BEGIN Data
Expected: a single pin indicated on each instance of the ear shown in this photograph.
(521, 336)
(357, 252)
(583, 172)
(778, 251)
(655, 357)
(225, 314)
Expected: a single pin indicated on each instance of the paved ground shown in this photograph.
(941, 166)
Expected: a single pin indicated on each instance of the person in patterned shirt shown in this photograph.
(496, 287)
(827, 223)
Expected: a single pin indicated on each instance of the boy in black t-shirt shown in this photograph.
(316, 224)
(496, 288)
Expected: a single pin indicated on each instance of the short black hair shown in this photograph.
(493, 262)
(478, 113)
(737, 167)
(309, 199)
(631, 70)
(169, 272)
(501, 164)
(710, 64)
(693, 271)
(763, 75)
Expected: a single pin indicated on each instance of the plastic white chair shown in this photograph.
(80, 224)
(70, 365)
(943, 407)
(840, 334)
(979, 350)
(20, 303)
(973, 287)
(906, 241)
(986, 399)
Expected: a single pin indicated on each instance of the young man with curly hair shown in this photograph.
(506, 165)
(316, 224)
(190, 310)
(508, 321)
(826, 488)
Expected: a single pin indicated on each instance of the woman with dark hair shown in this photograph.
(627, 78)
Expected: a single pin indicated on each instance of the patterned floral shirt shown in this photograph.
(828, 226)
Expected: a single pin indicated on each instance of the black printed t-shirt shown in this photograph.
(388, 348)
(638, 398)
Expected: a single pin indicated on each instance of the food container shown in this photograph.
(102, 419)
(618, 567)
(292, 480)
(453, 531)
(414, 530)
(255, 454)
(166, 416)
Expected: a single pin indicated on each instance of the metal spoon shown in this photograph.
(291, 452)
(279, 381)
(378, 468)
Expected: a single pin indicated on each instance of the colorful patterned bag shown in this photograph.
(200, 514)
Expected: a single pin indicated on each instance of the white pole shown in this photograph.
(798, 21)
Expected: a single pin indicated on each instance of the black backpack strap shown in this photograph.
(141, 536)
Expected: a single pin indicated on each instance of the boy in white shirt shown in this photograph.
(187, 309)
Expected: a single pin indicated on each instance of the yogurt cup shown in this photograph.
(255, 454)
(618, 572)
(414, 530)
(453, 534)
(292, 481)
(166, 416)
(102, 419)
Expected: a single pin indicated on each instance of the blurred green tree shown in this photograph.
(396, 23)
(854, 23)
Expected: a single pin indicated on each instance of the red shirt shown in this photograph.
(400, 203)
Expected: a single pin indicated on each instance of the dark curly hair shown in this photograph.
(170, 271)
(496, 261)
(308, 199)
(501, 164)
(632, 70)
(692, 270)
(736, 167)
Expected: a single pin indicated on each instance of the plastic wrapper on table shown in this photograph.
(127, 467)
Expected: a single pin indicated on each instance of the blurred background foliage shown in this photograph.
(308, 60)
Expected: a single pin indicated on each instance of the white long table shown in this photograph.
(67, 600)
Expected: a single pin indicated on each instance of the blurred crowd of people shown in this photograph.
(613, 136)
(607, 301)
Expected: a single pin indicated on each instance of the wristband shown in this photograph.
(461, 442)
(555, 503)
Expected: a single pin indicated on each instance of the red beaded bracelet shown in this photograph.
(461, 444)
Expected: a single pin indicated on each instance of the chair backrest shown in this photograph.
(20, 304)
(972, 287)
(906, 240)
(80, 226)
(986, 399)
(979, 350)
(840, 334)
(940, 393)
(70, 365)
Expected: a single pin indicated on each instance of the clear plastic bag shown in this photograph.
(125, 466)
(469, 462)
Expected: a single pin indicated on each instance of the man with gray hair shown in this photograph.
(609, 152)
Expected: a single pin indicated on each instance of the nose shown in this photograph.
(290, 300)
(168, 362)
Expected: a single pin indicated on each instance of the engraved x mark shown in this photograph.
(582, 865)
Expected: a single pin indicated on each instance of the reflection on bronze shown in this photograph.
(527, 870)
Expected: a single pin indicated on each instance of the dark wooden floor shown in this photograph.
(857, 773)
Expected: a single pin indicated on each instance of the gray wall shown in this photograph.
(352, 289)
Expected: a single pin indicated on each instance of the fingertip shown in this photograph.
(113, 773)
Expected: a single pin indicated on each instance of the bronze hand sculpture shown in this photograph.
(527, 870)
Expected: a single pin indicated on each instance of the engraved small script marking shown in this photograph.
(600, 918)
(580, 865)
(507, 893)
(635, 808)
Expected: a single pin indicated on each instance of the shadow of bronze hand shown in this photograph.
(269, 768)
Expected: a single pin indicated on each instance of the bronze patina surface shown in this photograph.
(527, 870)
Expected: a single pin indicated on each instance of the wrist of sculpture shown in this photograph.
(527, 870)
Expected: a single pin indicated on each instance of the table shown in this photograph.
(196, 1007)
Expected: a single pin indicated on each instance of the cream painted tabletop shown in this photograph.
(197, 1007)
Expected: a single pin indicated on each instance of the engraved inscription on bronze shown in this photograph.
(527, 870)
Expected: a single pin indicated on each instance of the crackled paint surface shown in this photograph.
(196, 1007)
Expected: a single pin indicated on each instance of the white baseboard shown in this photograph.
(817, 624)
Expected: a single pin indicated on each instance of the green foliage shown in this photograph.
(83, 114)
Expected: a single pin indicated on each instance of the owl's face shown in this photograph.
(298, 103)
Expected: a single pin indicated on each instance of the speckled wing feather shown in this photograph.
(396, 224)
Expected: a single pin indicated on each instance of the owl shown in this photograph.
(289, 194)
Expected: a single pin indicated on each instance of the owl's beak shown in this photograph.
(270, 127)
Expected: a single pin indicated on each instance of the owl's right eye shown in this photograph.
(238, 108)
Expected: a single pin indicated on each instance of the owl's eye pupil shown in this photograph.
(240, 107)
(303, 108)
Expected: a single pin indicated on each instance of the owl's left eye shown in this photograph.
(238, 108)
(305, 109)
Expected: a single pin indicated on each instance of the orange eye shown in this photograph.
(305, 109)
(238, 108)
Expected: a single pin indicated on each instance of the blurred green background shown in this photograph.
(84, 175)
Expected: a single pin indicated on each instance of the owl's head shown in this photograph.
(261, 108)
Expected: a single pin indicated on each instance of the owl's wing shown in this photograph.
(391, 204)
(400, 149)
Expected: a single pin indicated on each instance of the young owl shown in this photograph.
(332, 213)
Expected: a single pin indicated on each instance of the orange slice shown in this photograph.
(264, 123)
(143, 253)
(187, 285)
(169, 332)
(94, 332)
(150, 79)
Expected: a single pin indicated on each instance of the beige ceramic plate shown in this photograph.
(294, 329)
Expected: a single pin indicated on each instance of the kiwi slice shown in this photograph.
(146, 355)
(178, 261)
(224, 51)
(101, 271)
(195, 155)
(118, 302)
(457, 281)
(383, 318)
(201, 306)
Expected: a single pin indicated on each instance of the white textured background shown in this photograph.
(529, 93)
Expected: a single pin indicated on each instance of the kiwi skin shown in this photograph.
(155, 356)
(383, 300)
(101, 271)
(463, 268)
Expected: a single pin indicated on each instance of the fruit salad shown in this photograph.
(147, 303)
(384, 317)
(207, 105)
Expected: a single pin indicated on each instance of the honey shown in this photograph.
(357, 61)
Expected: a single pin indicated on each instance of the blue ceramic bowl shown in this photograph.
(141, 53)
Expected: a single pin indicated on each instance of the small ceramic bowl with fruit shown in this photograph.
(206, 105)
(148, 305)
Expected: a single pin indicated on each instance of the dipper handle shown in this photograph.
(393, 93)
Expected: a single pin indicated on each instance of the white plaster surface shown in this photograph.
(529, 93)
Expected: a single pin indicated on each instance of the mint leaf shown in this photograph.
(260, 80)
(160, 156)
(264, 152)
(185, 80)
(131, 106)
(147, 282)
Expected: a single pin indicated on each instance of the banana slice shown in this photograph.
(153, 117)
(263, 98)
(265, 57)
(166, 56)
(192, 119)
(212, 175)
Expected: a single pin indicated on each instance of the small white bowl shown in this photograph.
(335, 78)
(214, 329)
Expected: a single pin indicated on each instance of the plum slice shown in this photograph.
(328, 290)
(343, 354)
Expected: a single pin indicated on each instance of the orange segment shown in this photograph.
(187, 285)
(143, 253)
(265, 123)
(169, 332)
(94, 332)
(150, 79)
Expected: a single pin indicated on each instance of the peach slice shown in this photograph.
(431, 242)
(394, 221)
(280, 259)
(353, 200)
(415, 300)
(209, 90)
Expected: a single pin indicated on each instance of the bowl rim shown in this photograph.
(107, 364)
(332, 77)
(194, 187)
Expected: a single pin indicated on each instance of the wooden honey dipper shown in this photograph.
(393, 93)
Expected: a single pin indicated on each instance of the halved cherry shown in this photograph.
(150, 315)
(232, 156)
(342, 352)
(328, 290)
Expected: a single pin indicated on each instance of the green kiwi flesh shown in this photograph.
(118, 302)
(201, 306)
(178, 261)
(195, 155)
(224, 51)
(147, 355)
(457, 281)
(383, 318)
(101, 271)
END Data
* Problem to solve: Repeat exactly the lines above, starting with the line that contains "Expected: a single pin indicated on each instance of the halved" and ending with the last line, both included, and nothing else.

* Exercise response:
Expected: a single pin indicated on each instance of the halved cherry shown in this photograph.
(150, 315)
(232, 156)
(342, 352)
(328, 290)
Expected: a single pin indicated on each instance of the green kiwi flesh shown in this photograph.
(118, 302)
(201, 306)
(178, 261)
(195, 155)
(224, 51)
(147, 355)
(457, 281)
(383, 318)
(101, 271)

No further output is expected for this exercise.